YOUR TASK: Search the material for the word "trees" and copy each line that holds it.

=== EXTRACTED MATERIAL ===

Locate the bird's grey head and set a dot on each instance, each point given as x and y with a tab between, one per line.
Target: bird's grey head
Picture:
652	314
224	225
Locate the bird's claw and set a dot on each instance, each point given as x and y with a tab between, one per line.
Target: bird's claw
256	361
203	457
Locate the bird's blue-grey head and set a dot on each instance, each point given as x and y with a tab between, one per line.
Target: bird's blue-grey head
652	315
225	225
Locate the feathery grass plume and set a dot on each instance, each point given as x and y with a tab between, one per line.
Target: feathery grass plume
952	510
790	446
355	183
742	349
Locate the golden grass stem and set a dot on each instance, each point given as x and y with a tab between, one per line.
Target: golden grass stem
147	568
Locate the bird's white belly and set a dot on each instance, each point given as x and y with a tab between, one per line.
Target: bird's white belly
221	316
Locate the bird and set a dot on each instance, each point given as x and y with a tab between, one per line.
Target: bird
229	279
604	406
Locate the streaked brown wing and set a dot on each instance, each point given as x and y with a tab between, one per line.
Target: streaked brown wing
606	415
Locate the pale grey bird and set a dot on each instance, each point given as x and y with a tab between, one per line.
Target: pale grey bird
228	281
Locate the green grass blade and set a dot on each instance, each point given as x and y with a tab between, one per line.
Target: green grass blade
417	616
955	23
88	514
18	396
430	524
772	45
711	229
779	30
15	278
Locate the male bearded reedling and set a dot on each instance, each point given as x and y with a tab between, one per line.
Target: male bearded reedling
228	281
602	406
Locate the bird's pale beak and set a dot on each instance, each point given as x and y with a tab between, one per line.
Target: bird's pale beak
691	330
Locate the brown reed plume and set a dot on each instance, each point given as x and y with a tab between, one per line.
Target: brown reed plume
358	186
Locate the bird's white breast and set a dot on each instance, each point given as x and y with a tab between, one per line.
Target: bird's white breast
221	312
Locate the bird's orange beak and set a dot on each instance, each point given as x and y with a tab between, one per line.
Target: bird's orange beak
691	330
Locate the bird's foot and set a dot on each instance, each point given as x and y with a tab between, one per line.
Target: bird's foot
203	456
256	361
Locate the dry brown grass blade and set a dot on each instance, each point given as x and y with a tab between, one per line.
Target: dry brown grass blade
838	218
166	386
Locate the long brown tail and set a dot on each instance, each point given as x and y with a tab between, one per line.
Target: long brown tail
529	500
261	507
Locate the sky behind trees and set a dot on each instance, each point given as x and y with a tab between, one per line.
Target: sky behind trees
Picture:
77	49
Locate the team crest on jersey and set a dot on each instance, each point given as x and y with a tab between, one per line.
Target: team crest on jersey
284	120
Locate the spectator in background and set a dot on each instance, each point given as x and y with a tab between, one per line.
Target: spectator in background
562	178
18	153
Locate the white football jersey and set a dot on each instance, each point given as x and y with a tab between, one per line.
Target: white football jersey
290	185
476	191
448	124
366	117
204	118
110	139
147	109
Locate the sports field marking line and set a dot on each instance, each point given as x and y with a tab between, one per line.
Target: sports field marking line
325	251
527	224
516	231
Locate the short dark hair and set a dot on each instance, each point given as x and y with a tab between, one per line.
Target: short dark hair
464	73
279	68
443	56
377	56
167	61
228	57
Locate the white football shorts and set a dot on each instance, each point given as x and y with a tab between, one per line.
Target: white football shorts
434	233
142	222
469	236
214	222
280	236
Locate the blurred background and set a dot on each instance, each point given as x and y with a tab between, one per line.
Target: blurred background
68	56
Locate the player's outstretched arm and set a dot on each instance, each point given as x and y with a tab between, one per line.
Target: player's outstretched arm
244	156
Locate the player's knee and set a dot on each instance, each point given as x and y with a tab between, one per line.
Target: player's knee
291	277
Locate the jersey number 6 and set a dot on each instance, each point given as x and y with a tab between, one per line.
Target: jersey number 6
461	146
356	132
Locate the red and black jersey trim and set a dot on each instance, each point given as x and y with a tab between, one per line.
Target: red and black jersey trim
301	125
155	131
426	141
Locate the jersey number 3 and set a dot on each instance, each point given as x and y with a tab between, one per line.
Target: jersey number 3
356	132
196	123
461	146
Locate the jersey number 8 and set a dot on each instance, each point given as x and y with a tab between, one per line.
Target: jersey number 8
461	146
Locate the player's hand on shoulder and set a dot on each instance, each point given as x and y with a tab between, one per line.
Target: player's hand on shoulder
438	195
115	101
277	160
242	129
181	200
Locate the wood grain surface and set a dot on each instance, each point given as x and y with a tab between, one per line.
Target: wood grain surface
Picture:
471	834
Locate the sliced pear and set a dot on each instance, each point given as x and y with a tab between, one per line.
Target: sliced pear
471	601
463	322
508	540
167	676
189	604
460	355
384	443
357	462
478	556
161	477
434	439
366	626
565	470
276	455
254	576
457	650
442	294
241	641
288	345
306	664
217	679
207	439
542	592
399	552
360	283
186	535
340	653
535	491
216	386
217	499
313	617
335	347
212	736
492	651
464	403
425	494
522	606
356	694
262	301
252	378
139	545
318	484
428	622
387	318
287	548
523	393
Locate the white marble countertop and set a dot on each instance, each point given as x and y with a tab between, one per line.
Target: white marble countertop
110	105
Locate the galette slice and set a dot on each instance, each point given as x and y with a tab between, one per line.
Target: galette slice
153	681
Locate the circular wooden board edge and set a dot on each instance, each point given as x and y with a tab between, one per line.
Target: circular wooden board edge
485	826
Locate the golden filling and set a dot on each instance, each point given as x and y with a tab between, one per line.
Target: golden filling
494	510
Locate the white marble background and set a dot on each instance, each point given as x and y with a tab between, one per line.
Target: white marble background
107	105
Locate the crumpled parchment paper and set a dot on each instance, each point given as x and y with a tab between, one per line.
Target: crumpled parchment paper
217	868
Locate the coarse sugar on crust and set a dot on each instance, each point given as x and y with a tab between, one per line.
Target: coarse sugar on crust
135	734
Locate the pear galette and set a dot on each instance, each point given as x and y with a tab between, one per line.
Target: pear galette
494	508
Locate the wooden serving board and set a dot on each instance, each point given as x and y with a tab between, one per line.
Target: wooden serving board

===

COMPLETED EXERCISE:
Locate the sky behind trees and set a dot on each instance, each point given as x and y with a tab between, one per line.
Target: sky behind trees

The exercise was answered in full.